* **SET PROBLEM**
Give everything from the line containing "Greenhouse-scouting task: tag the deer herd" down through the end of the data below as a Markdown table with the columns "Row" and "Line", omitting any blank lines.

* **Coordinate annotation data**
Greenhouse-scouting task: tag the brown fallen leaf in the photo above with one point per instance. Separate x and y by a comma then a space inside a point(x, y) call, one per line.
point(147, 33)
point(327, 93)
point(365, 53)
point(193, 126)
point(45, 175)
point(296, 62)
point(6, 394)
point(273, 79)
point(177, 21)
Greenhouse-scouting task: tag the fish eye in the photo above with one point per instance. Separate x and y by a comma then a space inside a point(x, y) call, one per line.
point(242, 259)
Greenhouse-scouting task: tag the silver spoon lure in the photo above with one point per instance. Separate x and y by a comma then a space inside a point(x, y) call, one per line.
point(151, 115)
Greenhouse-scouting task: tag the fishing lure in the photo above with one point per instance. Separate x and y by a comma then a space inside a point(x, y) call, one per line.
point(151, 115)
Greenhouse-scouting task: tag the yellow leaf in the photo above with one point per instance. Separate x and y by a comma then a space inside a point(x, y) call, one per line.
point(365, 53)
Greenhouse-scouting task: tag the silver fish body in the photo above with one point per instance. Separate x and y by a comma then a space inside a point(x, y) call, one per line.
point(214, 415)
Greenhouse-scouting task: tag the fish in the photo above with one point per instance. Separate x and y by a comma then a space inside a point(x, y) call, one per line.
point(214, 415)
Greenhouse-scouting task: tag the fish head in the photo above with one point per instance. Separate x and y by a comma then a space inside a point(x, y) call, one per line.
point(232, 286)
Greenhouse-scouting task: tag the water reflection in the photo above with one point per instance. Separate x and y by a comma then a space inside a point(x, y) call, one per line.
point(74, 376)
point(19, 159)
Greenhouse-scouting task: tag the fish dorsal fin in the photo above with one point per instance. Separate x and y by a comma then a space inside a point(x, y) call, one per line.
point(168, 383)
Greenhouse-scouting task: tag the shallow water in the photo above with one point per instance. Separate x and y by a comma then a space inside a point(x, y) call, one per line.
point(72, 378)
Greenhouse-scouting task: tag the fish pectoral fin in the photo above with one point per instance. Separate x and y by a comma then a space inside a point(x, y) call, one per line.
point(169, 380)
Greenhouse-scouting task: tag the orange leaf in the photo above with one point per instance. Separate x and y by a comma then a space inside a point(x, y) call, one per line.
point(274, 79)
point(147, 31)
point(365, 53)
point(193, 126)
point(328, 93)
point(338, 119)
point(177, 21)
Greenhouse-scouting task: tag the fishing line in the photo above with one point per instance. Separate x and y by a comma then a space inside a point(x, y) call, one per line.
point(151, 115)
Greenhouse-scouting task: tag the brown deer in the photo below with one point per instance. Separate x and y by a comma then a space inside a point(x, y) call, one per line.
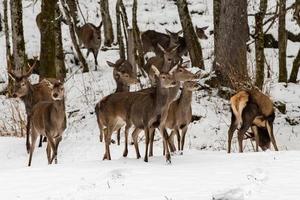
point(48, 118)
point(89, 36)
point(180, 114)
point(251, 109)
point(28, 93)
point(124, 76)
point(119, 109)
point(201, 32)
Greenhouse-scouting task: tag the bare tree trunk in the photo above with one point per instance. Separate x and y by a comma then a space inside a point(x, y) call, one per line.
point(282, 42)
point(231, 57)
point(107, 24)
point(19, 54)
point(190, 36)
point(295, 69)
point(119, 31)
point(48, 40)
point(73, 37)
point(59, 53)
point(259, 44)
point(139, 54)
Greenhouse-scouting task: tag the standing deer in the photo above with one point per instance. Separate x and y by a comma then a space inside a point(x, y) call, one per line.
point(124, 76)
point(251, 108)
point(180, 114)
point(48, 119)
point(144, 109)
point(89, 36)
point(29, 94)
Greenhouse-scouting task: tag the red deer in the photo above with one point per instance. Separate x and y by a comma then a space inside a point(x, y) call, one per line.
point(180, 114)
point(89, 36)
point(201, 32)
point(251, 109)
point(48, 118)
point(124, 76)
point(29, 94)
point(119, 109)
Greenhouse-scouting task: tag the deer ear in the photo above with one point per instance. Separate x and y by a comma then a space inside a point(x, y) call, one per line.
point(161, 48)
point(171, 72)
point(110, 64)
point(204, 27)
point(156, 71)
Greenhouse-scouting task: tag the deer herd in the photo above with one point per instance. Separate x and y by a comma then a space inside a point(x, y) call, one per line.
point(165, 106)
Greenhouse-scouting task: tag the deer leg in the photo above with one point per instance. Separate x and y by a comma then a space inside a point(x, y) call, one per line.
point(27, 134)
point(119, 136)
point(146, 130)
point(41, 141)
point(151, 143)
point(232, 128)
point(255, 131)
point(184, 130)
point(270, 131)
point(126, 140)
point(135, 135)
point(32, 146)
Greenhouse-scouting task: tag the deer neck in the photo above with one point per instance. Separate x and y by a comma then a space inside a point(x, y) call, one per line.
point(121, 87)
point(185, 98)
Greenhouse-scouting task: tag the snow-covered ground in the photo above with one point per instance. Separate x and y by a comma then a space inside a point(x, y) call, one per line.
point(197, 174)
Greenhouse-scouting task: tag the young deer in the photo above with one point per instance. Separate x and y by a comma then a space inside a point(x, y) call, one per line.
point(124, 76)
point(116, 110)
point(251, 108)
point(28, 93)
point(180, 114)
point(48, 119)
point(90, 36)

* **WRITTEN REPLY**
| Row | Line |
|---|---|
| 1 | Greenhouse-scouting task: tag the deer herd in the photo above with one point per instance. Separate x and y by a comma then a space inside a point(x, y) call, one per line. |
| 2 | point(165, 106) |
| 3 | Greenhouse-scouting task: tag the deer leg in the photo above with one point per instance. Separate x and y by a comma then a space inside a point(x, y) call, one per line. |
| 4 | point(27, 134) |
| 5 | point(119, 136) |
| 6 | point(146, 130) |
| 7 | point(41, 141) |
| 8 | point(151, 143) |
| 9 | point(232, 128) |
| 10 | point(255, 131) |
| 11 | point(184, 130) |
| 12 | point(270, 131) |
| 13 | point(126, 140) |
| 14 | point(135, 135) |
| 15 | point(32, 146) |
| 16 | Greenhouse-scouting task: tag the deer neck in the photo above with one point per instance. Separate x and y by a comma then a space inside a point(x, y) call, one per line. |
| 17 | point(121, 87) |
| 18 | point(185, 98) |
| 19 | Greenhouse-scouting task: tag the snow-covered ground in the photo above with one point per instance. Separate x and y by a comma then a space inside a point(x, y) call, one per line. |
| 20 | point(197, 174) |
| 21 | Greenhouse-scouting task: tag the young deer in the photo above with one point per instance. Separate x and y by a comma then a space inside a point(x, y) call, one per line. |
| 22 | point(124, 76) |
| 23 | point(116, 110) |
| 24 | point(251, 108) |
| 25 | point(28, 93) |
| 26 | point(180, 114) |
| 27 | point(48, 119) |
| 28 | point(90, 36) |